INSTRUCTIONS TO FOLLOW:
Arrange the entries below as a two-column CSV with the headers input and output, one row per entry. Put each entry's text in input and its answer in output, each as a single quoted field with line breaks replaced by spaces.

SUPPLIED RECORDS:
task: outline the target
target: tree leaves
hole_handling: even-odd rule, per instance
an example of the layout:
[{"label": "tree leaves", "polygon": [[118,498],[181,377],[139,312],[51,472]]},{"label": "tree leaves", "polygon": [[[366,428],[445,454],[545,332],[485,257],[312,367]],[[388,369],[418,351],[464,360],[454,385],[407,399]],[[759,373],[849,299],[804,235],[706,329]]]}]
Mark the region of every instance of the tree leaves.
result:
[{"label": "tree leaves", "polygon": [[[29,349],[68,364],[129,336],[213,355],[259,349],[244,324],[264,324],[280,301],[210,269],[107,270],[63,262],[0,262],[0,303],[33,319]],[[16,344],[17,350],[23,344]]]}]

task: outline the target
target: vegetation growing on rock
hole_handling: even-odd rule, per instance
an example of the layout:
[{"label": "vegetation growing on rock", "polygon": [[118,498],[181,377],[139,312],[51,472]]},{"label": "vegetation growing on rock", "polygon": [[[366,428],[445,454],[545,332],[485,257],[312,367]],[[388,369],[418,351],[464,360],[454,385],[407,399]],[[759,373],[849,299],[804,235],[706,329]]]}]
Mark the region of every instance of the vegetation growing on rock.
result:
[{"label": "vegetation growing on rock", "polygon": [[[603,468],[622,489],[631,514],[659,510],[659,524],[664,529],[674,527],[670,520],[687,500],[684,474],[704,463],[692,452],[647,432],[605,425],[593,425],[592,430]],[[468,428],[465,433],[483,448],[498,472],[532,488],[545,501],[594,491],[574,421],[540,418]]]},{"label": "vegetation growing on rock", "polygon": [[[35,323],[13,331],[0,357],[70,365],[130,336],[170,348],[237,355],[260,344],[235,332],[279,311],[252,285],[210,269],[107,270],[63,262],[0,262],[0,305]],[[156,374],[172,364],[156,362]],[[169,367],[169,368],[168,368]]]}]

RESULT OF THE TASK:
input,output
"task: outline the target target: tree leaves hole_handling: even-odd rule, per instance an example of the layout: [{""label"": ""tree leaves"", ""polygon"": [[118,498],[181,377],[139,312],[51,472]]},{""label"": ""tree leaves"", ""polygon"": [[[366,428],[445,454],[545,332],[485,257],[312,367]],[[388,369],[418,351],[464,360],[454,385],[407,399]],[[759,373],[849,299],[804,235],[706,329]]]}] Mark the region of every instance of the tree leaves. result:","[{""label"": ""tree leaves"", ""polygon"": [[[29,349],[68,364],[129,336],[213,355],[259,349],[244,324],[264,324],[280,301],[210,269],[107,270],[63,262],[0,262],[0,303],[33,319]],[[16,344],[17,350],[23,344]]]}]"
"task: outline the target target: vegetation growing on rock hole_handling: even-odd rule, per instance an example of the layout: [{""label"": ""vegetation growing on rock"", ""polygon"": [[118,498],[181,377],[139,312],[51,472]]},{""label"": ""vegetation growing on rock"", ""polygon"": [[[366,428],[445,454],[545,332],[485,257],[312,367]],[[388,369],[418,351],[464,360],[454,385],[407,399]],[[759,373],[849,299],[804,235],[706,329]]]}] Mark the region of every instance of the vegetation growing on rock. result:","[{""label"": ""vegetation growing on rock"", ""polygon"": [[[603,468],[622,489],[631,514],[659,510],[659,524],[664,529],[674,527],[670,520],[687,500],[684,474],[704,463],[692,452],[647,432],[605,425],[593,425],[592,430]],[[468,428],[465,433],[483,448],[498,472],[532,488],[545,501],[594,491],[574,421],[540,418]]]},{""label"": ""vegetation growing on rock"", ""polygon"": [[[35,323],[13,331],[0,357],[70,365],[130,336],[170,348],[237,355],[260,344],[235,332],[279,311],[252,285],[210,269],[107,270],[63,262],[0,262],[0,305]],[[156,374],[172,364],[156,362]],[[169,367],[169,368],[168,368]]]}]"